WHAT IS BEING ASKED:
Beginning at the line that contains "[locate] dark trousers", transcribe the remaining lines of the listing exactly; include the final line and omit everything before.

MATERIAL PROVIDED:
○ ○ ○ ○
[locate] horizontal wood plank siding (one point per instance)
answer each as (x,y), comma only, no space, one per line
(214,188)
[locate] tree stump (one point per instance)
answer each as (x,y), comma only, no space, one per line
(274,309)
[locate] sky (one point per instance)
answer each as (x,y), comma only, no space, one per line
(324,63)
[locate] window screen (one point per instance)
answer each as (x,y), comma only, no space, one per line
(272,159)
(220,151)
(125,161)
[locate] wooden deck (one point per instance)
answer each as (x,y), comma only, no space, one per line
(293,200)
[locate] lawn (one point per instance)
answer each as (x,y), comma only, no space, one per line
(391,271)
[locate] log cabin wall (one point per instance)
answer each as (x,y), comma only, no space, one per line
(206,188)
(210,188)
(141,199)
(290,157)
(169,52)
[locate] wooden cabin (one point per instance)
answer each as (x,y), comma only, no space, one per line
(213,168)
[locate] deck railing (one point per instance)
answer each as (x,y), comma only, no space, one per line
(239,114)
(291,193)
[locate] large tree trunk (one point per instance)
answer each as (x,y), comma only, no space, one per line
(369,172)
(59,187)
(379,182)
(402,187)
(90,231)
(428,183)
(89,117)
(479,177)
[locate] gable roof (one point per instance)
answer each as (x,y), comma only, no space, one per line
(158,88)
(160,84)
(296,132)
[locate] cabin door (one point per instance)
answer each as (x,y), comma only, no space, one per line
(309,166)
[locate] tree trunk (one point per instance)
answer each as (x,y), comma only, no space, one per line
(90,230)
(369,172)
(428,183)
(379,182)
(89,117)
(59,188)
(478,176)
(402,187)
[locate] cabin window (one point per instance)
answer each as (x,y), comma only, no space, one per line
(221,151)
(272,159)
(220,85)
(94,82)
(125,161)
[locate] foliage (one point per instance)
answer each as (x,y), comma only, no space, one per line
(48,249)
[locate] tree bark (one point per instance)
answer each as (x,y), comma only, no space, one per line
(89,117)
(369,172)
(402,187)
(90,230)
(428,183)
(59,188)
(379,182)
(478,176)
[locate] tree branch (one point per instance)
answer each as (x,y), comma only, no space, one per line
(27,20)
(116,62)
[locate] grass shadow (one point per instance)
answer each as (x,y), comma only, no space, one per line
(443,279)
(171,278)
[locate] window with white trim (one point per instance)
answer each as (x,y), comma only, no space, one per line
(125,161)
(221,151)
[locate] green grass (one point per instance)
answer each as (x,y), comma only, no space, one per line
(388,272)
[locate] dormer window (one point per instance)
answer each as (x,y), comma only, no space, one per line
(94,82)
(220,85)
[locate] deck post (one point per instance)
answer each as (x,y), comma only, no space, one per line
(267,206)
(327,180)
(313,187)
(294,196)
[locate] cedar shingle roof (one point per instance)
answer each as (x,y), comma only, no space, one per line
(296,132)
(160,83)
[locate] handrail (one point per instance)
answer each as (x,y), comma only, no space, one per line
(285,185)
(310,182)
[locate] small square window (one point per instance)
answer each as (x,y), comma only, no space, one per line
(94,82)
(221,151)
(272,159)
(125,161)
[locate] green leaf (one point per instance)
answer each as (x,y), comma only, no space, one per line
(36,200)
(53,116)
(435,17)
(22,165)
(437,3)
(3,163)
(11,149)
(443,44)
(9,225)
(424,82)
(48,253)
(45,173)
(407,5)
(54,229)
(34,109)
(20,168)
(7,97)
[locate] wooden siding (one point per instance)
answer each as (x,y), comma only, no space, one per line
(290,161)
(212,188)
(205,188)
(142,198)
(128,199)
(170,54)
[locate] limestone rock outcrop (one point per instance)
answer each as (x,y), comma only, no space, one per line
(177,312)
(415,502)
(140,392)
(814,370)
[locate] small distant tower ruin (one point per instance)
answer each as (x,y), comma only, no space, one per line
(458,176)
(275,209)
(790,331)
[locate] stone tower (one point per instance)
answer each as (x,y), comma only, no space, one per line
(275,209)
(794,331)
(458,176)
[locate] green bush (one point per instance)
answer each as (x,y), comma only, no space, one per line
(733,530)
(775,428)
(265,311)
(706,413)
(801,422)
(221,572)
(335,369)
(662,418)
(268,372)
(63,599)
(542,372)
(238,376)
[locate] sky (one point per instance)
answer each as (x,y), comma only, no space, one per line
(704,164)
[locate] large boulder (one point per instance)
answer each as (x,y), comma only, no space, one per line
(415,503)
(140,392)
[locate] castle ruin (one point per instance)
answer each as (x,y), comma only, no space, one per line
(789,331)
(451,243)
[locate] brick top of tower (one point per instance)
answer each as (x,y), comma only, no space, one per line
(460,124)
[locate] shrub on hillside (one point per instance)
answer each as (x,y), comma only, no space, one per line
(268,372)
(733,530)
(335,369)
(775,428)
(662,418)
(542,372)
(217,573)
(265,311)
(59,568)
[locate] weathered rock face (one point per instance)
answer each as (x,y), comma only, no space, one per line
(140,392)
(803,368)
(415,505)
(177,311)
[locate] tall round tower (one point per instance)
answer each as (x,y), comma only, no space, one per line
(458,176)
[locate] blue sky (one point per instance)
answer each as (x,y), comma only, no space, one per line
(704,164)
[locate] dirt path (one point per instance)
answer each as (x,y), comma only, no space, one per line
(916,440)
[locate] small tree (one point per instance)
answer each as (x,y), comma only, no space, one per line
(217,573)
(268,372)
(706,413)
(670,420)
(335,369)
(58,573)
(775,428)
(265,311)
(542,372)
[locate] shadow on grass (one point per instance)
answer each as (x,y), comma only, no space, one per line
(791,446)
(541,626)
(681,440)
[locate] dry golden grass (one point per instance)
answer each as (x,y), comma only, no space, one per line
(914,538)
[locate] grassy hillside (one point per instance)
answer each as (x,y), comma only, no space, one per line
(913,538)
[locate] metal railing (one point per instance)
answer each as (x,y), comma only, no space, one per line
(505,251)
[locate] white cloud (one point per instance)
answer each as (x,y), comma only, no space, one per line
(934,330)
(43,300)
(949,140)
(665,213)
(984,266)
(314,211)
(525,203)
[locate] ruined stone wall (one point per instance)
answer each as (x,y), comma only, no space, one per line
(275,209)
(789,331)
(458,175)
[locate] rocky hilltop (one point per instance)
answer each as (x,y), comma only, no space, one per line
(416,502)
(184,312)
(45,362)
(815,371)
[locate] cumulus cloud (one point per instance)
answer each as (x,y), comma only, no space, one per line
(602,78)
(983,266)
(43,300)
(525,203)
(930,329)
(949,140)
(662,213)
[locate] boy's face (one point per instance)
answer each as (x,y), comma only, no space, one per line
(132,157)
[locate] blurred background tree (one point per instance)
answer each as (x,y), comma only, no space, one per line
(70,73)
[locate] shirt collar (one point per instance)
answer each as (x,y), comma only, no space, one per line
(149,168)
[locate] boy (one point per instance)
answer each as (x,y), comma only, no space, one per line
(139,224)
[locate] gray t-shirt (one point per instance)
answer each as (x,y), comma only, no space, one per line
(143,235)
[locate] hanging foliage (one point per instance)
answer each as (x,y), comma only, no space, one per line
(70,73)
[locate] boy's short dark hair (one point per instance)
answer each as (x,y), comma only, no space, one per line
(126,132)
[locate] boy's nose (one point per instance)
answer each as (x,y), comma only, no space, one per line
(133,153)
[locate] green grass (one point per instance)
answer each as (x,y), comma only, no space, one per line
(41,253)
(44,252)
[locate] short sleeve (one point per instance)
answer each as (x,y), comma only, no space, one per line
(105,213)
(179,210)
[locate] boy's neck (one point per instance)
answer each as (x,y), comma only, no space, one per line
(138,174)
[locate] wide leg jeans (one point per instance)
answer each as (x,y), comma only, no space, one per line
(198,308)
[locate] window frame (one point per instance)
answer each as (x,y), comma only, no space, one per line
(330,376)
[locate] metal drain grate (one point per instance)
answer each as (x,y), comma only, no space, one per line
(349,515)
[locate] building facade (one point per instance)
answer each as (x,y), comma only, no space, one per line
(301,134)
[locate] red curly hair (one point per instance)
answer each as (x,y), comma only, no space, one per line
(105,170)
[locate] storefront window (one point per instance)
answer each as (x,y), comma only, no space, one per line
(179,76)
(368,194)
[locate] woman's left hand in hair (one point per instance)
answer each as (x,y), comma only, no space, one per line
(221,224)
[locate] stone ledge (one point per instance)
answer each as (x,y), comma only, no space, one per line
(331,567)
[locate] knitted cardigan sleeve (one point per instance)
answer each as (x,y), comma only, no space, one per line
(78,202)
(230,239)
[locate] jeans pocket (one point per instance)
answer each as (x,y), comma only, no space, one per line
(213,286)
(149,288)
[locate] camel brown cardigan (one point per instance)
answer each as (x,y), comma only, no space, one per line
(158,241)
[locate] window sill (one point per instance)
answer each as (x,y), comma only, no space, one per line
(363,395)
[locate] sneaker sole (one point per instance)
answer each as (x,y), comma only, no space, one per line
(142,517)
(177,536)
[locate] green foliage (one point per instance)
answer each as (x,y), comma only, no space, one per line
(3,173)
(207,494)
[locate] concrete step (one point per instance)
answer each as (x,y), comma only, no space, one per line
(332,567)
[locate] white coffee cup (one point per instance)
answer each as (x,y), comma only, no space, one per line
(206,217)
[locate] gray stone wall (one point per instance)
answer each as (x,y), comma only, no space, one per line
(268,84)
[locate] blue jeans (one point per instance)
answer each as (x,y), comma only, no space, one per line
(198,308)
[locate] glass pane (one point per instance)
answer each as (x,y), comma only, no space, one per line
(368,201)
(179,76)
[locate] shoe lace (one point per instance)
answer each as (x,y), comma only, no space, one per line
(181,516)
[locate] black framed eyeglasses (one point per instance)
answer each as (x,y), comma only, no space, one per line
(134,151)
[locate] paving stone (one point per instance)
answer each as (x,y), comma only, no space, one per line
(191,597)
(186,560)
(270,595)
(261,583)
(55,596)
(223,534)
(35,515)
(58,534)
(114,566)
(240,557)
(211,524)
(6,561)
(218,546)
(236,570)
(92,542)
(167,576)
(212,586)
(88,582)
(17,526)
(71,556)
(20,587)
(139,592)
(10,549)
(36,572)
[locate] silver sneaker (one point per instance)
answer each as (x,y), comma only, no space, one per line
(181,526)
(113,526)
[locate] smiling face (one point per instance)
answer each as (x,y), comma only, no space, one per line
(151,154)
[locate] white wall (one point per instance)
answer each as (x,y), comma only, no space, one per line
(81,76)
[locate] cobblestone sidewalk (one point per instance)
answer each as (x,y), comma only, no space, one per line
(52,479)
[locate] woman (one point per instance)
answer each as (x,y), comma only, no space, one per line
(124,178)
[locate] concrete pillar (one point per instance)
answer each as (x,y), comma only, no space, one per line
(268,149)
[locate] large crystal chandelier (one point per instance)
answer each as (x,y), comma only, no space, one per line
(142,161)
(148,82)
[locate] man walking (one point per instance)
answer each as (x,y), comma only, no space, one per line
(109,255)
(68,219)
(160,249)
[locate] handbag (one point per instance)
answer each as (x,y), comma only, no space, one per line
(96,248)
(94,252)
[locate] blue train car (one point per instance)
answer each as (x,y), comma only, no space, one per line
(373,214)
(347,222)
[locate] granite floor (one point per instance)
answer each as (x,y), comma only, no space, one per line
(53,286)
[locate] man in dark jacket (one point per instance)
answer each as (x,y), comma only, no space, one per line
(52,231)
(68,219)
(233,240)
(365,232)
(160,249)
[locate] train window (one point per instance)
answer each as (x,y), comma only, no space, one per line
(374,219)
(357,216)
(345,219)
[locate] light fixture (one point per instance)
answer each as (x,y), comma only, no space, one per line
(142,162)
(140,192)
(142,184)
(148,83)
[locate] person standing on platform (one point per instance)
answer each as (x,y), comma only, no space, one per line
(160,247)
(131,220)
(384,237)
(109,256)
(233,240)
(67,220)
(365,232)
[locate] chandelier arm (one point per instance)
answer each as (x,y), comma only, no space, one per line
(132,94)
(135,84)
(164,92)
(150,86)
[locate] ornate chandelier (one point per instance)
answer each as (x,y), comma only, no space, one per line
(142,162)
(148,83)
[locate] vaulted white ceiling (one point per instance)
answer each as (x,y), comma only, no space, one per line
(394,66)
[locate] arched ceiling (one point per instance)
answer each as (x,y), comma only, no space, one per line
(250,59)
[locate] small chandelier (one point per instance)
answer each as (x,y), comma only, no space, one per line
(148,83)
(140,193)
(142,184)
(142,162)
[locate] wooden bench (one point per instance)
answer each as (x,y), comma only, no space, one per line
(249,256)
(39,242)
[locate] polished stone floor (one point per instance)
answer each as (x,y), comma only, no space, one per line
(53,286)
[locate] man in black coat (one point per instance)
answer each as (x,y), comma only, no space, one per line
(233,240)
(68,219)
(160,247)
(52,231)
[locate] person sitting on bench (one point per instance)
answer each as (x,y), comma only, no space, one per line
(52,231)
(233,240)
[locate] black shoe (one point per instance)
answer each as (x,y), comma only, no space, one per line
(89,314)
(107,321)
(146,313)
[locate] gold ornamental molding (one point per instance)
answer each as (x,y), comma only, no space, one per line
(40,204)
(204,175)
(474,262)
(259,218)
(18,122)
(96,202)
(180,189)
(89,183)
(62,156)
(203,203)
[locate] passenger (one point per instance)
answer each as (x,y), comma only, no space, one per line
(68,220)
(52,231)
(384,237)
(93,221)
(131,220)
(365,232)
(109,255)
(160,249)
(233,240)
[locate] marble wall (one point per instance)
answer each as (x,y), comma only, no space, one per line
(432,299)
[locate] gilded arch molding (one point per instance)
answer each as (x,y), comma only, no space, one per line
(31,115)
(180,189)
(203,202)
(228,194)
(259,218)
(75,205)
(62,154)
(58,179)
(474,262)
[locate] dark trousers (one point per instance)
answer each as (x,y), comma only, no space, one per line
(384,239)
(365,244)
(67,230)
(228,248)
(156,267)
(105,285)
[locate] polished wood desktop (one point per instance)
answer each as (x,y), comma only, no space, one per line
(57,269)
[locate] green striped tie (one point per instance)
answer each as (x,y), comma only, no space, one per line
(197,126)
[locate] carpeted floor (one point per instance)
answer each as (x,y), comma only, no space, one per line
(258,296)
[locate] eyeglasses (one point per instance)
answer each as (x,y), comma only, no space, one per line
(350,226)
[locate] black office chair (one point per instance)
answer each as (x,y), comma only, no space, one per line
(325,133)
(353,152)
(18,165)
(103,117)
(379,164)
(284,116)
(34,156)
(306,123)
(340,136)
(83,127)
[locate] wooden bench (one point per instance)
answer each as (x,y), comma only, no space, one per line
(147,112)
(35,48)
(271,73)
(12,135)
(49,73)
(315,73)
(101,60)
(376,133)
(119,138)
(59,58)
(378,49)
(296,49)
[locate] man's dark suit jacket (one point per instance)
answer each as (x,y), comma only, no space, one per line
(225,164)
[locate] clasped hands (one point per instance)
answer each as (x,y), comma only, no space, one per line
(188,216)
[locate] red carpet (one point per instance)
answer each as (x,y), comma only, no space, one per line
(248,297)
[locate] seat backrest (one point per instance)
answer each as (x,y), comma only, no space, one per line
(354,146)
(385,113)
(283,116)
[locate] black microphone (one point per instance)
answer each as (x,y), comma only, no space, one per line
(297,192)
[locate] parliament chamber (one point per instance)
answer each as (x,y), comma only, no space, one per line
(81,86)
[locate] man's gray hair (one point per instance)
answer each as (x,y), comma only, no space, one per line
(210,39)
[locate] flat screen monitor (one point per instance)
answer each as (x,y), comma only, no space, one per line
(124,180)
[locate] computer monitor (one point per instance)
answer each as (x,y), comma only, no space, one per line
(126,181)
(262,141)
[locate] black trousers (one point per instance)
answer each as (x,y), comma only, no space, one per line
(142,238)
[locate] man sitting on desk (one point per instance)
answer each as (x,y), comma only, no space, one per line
○ ○ ○ ○
ANSWER IN FULL:
[locate] dark trousers (one point per instance)
answer each as (x,y), comma only, no space, one per line
(384,239)
(365,244)
(67,230)
(228,248)
(156,267)
(105,285)
[locate] polished wood desktop (one point per instance)
answer each as (x,y), comma only, no space, one per line
(57,269)
[locate] green striped tie (one point per instance)
answer each as (x,y), comma only, no space, one per line
(197,126)
[locate] carpeted floor (one point per instance)
answer each as (x,y), comma only, no space, one per line
(258,296)
[locate] eyeglasses (one point per instance)
answer each as (x,y), comma only, no space, one per line
(350,226)
[locate] black office chair (one point per instance)
answer each as (x,y), comma only, no space, one per line
(325,133)
(353,152)
(18,165)
(103,117)
(379,164)
(284,116)
(34,156)
(306,123)
(340,136)
(83,127)
[locate] wooden bench (one point per instance)
answer each as (x,y), comma only, no space, one per line
(147,112)
(35,48)
(271,73)
(12,135)
(49,73)
(315,73)
(101,60)
(376,133)
(119,138)
(59,58)
(378,49)
(296,49)
[locate] man's dark suit jacket (one point per instance)
answer each as (x,y), comma only, no space, one per line
(225,164)
[locate] clasped hands (one point per instance)
answer each as (x,y), comma only, no space, one per line
(188,216)
[locate] red carpet (one point per instance)
answer each as (x,y), comma only, no space, one per line
(248,297)
[locate] seat backrest (one point per instance)
answer each as (x,y), comma only, no space, one per line
(354,146)
(385,113)
(283,116)
[locate] black microphone (one point per instance)
answer each as (x,y), comma only, no space, one per line
(297,192)
[locate] parliament chamber (one point per instance)
answer each as (x,y), comma only, no space, one per line
(81,86)
[locate] man's gray hair (one point per instance)
answer each as (x,y), comma only, no space, one per line
(210,39)
[locate] flat screen monitor (one point per instance)
answer each as (x,y), comma only, no space, one per line
(124,180)
[locate] computer monitor (one point per instance)
answer each as (x,y), comma only, no space, one per line
(126,181)
(262,141)
[locate] black trousers (one point per instance)
answer each as (x,y), comma only, no space, one per line
(142,238)
[locate] man sitting on desk (one point per instance)
answer each as (x,y), comma only, no space, one per line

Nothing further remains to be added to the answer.